▸ **EXTRACTED DATA**:

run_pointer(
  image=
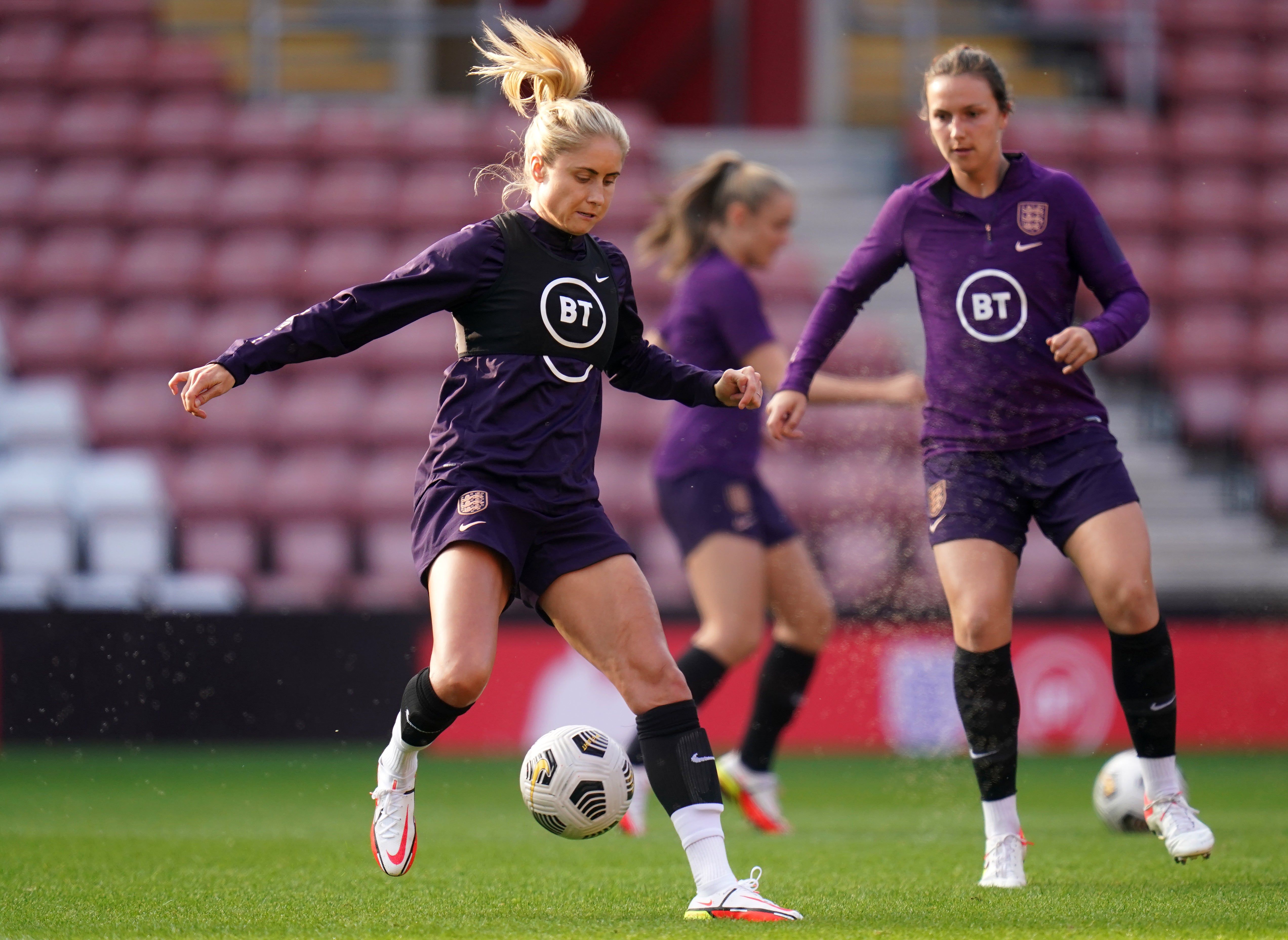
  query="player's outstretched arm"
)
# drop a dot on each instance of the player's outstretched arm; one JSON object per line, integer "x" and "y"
{"x": 199, "y": 386}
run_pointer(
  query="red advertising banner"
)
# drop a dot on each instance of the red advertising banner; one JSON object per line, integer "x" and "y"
{"x": 889, "y": 688}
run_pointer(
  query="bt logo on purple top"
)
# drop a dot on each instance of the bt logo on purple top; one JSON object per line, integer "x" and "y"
{"x": 999, "y": 306}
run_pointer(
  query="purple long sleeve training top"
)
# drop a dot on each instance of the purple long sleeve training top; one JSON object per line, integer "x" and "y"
{"x": 995, "y": 277}
{"x": 508, "y": 422}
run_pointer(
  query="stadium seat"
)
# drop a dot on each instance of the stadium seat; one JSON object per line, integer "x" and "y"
{"x": 262, "y": 263}
{"x": 339, "y": 259}
{"x": 58, "y": 335}
{"x": 402, "y": 410}
{"x": 262, "y": 194}
{"x": 156, "y": 333}
{"x": 1213, "y": 407}
{"x": 1268, "y": 415}
{"x": 1215, "y": 200}
{"x": 186, "y": 124}
{"x": 96, "y": 124}
{"x": 136, "y": 409}
{"x": 172, "y": 192}
{"x": 30, "y": 53}
{"x": 25, "y": 118}
{"x": 88, "y": 190}
{"x": 230, "y": 547}
{"x": 162, "y": 262}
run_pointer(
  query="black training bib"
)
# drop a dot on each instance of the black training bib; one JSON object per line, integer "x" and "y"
{"x": 543, "y": 304}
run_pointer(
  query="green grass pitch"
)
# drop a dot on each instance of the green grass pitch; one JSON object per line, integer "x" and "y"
{"x": 272, "y": 843}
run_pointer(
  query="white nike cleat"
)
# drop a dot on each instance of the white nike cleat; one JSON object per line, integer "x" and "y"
{"x": 635, "y": 822}
{"x": 393, "y": 830}
{"x": 755, "y": 791}
{"x": 740, "y": 903}
{"x": 1004, "y": 862}
{"x": 1175, "y": 822}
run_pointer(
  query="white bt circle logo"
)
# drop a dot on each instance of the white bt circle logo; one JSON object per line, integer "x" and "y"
{"x": 996, "y": 312}
{"x": 572, "y": 314}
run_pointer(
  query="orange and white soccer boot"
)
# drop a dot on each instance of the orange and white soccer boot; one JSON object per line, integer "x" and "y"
{"x": 755, "y": 792}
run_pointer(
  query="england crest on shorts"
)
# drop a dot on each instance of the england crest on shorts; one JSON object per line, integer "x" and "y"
{"x": 1032, "y": 218}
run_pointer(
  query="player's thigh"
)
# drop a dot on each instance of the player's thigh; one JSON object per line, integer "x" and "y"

▸ **WHAT THIS TASK INVOLVES**: The data above should be returned in full, exactly as written, apart from its images.

▸ **OUTPUT FOR THIS EXERCISE**:
run_pointer(
  image=
  query="player's outstretched arm"
)
# drop a dot on each instance of the player's outstretched arm; one JSON object per line, integer "x" and "y"
{"x": 199, "y": 386}
run_pointer(
  query="red advertising banner"
)
# drop a dot on each instance of the red advertising banner; one JSON object per line, integer "x" and "y"
{"x": 889, "y": 688}
run_pointer(
  query="bt logo on purple top"
)
# drop a dot on each instance of the bt logo on purple top; one JSON object per line, integer "x" and "y"
{"x": 999, "y": 306}
run_pointer(
  query="purple long sleeve training top"
)
# drop a dot on each instance of the purple long sleeve training top; one JSON object per line, integer "x" and "y"
{"x": 995, "y": 277}
{"x": 508, "y": 422}
run_pointer(
  query="stadium seat"
)
# drop a dot on each instance of the stadium seat; one JSON object per line, integer "x" and "y"
{"x": 262, "y": 263}
{"x": 339, "y": 259}
{"x": 58, "y": 335}
{"x": 402, "y": 410}
{"x": 262, "y": 194}
{"x": 156, "y": 333}
{"x": 1213, "y": 407}
{"x": 1268, "y": 415}
{"x": 1215, "y": 200}
{"x": 186, "y": 124}
{"x": 96, "y": 124}
{"x": 136, "y": 409}
{"x": 172, "y": 192}
{"x": 30, "y": 53}
{"x": 25, "y": 118}
{"x": 88, "y": 190}
{"x": 230, "y": 547}
{"x": 162, "y": 262}
run_pointer(
  query="black training bib"
)
# drop a dot on each instance of the black training bib; one JSON object per line, integer "x" and "y"
{"x": 543, "y": 304}
run_pointer(
  query="green grass pitch"
)
# drop a dot on each instance of the green grass pitch; one JSON object per line, integer "x" and "y"
{"x": 272, "y": 843}
run_pointer(
  query="white nike cleat"
)
# drop a dot on each instance of the white nike cleat; one JSON object per line, integer "x" and "y"
{"x": 635, "y": 822}
{"x": 393, "y": 830}
{"x": 755, "y": 791}
{"x": 740, "y": 903}
{"x": 1004, "y": 862}
{"x": 1175, "y": 822}
run_pointer(
  query="white bt circle logo"
)
# drop a dot on each instance of the white bt circle logo; one JSON object per line, integer "x" and "y"
{"x": 996, "y": 312}
{"x": 572, "y": 314}
run_pointer(
  query="orange and white soccer boot"
)
# drop a dot on each instance of the orange and white soccer boot; one JSON object per line, integer "x" and "y"
{"x": 755, "y": 792}
run_pointer(
  query="england crest on shorts"
)
# drop a dot on each instance of the england crest on shorts; one JSON object per line, integer "x" and "y"
{"x": 1032, "y": 218}
run_pointer(
  query="player's thigh"
)
# drop a dot on each instance of the player's thigh; one JSON object per line, integer "x" and "y"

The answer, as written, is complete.